1. Accueil
  2. Auteurs
  3. Heidegger
  4. Introduction à la recherche phénoménologique
  5. Page 3
couverture du livre Introduction à la recherche phénoménologique de Heidegger

Résumé de l'Introduction à la recherche phénoménologique (page 3)


Cette fois-ci, c’est dans le traité De l’Interprétation que Heidegger va chercher une réponse à son questionnement. Le logos y est défini comme un être vocal qui signifie, il est voix1 : « phônê semantiké », φωνή σημαντική.


Voici donc le cheminement : qu’est-ce que 1) la phônê 2) la phônê semantiké 3) le logos ?

Ce qui différencie la voix (« phônê ») d’un simple son, c’est que la voix est produite par un être vivant. La voix suppose une âme, contrairement au son, qui n’est que le résultat mécanique de quelque chose [qui] vient heurter quelque chose dans quelque chose.

Mais un être vivant peut émettre de simples sons, comme un claquement de langue. Ce n’est que lorsqu’ il y a, contenu au beau milieu du son, quelque chose qui apparaît […] qu’il y a voix.

Ainsi le son est voix […] lorsqu’il donne quelque chose à percevoir. Le son devient alors « phônê semantiké », parce qu’il porte un sens.


Le logos est un discours, dont les parties sont en elles-mêmes signifiantes. « Le poêle chauffe » : « poêle » a un sens en lui-même, « chauffe » également.

Le langage, logos, n’est pas une simple caractéristique parmi d’autres, contingente, de l’homme :

La genèse du mot ne procède pas de l’être physiologique, mais de l’existence (Existenz) proprement dite de l’être humain. Ce n’est que dans la mesure où l’homme est dans le monde, où il veut quelque chose dans ce monde et le veut pour lui-même, qu’il parle.

Ou encore : Le discours n’est pas une qualité au même titre qu’ « avoir des cheveux ». Le discours fait partie de la constitution de l’existence (Existenz) spécifique de l’homme. L’homme est au monde de sorte qu’en étant avec le monde, il parle sur le monde.


Ce qui se joue dans le langage, c’est un double phénomène. Dans et par le langage, le monde se découvre à l’homme, et l’homme se découvre lui-même.

En effet, en nommant quelque chose, je sors de mon rapport naturel avec le monde, aveuglé en quelque sorte par mes préoccupations quotidiennes, pour le considérer en lui-même. Ce pourquoi Aristote remarquait que celui qui parle amène la pensée à fixité. On sort du tourbillon de l’action pour atteindre le repos attentif de la pensée.

▸ **TÂCHE 1**: D'après le résumé, qu'est-ce qui distingue la voix d'un simple son ?

▸ **ENTRÉES**:

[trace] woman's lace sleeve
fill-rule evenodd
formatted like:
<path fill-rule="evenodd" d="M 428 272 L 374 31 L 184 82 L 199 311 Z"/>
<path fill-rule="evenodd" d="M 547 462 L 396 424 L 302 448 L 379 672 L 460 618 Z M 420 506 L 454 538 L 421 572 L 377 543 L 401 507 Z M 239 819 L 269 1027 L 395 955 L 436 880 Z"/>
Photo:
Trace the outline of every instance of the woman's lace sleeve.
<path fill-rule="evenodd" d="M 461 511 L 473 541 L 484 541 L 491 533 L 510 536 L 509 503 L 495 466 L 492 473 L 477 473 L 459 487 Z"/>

▸ **TÂCHE 2**: Renvoyez toutes les lignes de la liste qui contiennent le mot « woman », s'il vous plaît.

▸ **RÉSULTAT FINAL 1**: La voix est produite par un être vivant.

▸ **RÉSULTAT FINAL 2**:
[trace] woman's lace sleeve
Trace the outline of every instance of the woman's lace sleeve.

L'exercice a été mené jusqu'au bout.